Hidden behind the biblical language of complementary theology is the rhetoric of Ronald Reagan and the ideology of neoliberalism. Neoliberalism is the world of free trade, no taxes, corporate wealth, and laissez-faire capitalism. In the name of Christianity but with the spirit of neoliberalism, Reagan attacked the social democratic institutions built by Franklin Delano Roosevelt. To Reagan and his supporters, the New Deal policies of Roosevelt constituted government overreach. Making America great again, which was originally Reagan’s slogan, meant making America the exclusive domain of private enterprise and the rich. To accomplish this task, Roosevelt’s idea of social democracy had to be dismantled.

Roosevelt supported the right to unionize, established a homeowner loan program, created social security, made investments in national infrastructure, and protected valuable natural habitats. The list of Roosevelt’s accomplishments is long, but they actually made America great and had the effect of leveling society. After WWII, many western allies followed suit with the assistance of the Marshall Plan, so that ironically most western nations are now “greater than” America in terms of quality of life, education, health care, and other items on Roosevelt’s list.

A 2023 BuzzFeed article recorded things Americans traveling or studying in Europe miss when they return home. Their responses suggest that what they miss are the legacies of Roosevelt’s America that still live on in Europe. Here is a short list: 1) universal healthcare, 2) public transportation, 3) fresh local food, 4) walkable cities, 5) guaranteed four weeks of vacation, 6) slower pace of life, 7) affordable universities, 8) public spaces. The UN 2022 International Human Development Index ranked the United States twenty-first and Canada fifteenth among world nations. The top ten, except for Hong Kong and Australia, were all European countries. Of the top twenty, thirteen were European nations.

Christian nationalism appeals to the authority of the Bible to protect vested economic interests and deflect attention from the ways in which neoliberal economic ideologies attack the common good. Democratic institutions, though weakened by the neoliberal economic assault, remained strong enough to carry us through the pandemic. But how long will it be before the loss of social democracy will destroy our sense of the common good? Our extreme fragmentation as society is a direct result of the neoliberal economic assault. How sad that the clarion call of a Christian movement is damnation, not salvation!

Christian nationalism’s tactics create division, which in turn leads to violence, but buried deep in Christianity’s memory is a Jesus movement’s proclamation of no male or female, slave or free, Jew or gentile, us or them. Secular social democracy is closer to the spirit of early Jesus movements than Christian nationalism, which sounds suspiciously like Pax Romana.

..............................

TASKS TO PERFORM:
**A.** Update the essay on Christian nationalism between "Roosevelt supported the" and "on Roosevelt’s list.", inclusive, writing that part out again with "WWII" changed to "World War II".
**B.** In the essay on Christian nationalism, where did the UN 2022 International Human Development Index rank the United States among world nations?
The material after the essay is separate and unrelated to it.

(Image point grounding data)
..............................

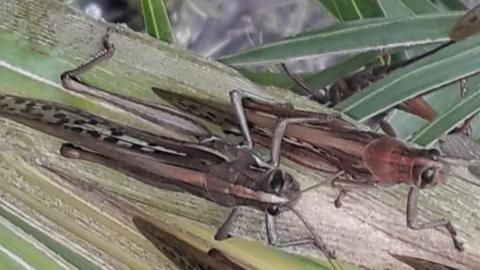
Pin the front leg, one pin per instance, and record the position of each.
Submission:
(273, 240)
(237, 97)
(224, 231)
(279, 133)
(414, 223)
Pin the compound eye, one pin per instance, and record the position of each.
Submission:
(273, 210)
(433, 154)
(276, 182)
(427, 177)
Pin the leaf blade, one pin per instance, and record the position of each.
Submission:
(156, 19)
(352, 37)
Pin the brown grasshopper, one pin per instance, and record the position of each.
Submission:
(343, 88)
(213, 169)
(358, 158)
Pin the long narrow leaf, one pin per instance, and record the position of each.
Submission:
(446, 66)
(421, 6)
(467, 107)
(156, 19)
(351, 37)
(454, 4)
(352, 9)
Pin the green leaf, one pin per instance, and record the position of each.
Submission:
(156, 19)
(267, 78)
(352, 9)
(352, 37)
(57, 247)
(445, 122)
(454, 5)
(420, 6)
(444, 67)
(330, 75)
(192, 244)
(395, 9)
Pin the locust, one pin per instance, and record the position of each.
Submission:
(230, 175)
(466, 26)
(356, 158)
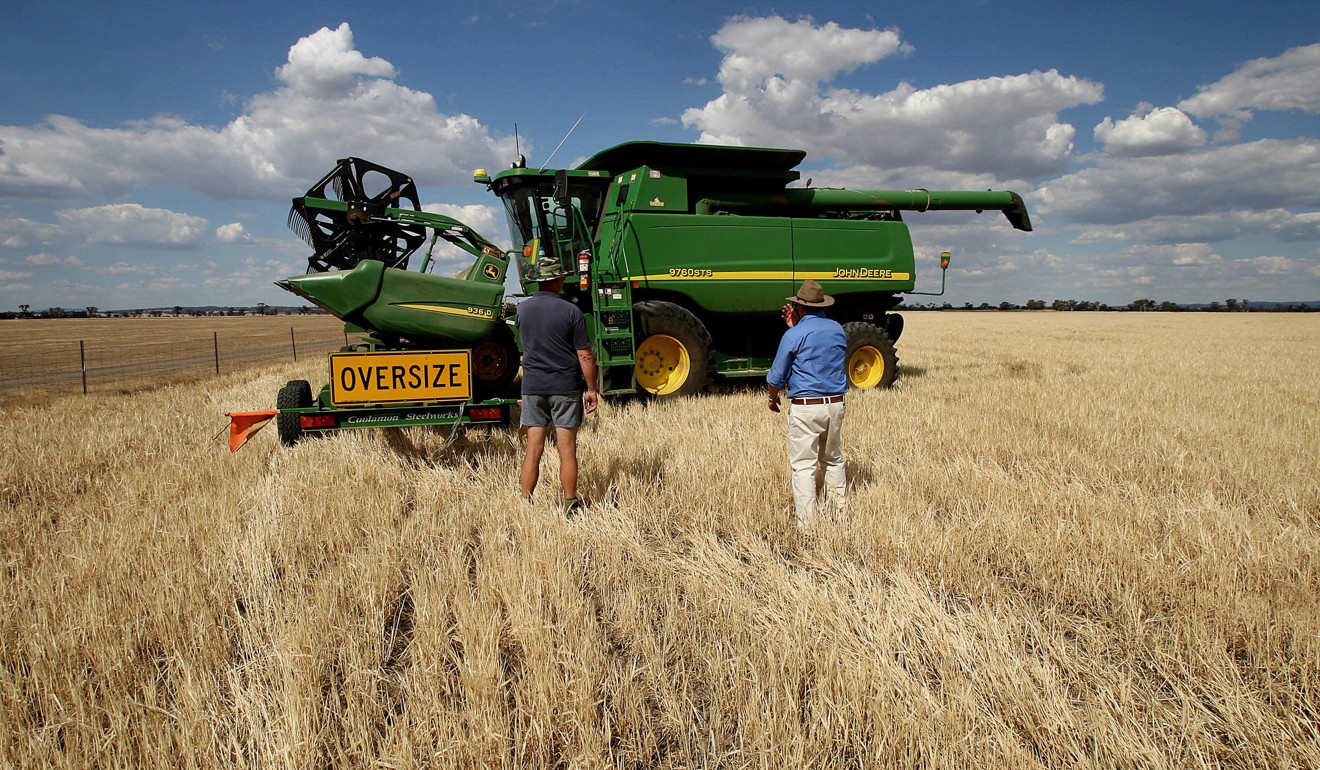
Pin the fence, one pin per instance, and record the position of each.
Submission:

..............................

ANSWERS TO THE PROBLEMS:
**A.**
Roosevelt supported the right to unionize, established a homeowner loan program, created social security, made investments in national infrastructure, and protected valuable natural habitats. The list of Roosevelt’s accomplishments is long, but they actually made America great and had the effect of leveling society. After World War II, many western allies followed suit with the assistance of the Marshall Plan, so that ironically most western nations are now “greater than” America in terms of quality of life, education, health care, and other items on Roosevelt’s list.

**B.** Twenty-first.